What you have to do: Begin with the line containing "Could you please" and end with the last line of the data below; return those lines exactly, and only those.

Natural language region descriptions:

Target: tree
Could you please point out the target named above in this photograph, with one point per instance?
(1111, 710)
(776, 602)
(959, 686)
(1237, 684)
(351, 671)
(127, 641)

Response to this task:
Could you please point out the target named above in this photograph, with one point per instance?
(1111, 710)
(776, 602)
(959, 686)
(1237, 684)
(351, 671)
(127, 641)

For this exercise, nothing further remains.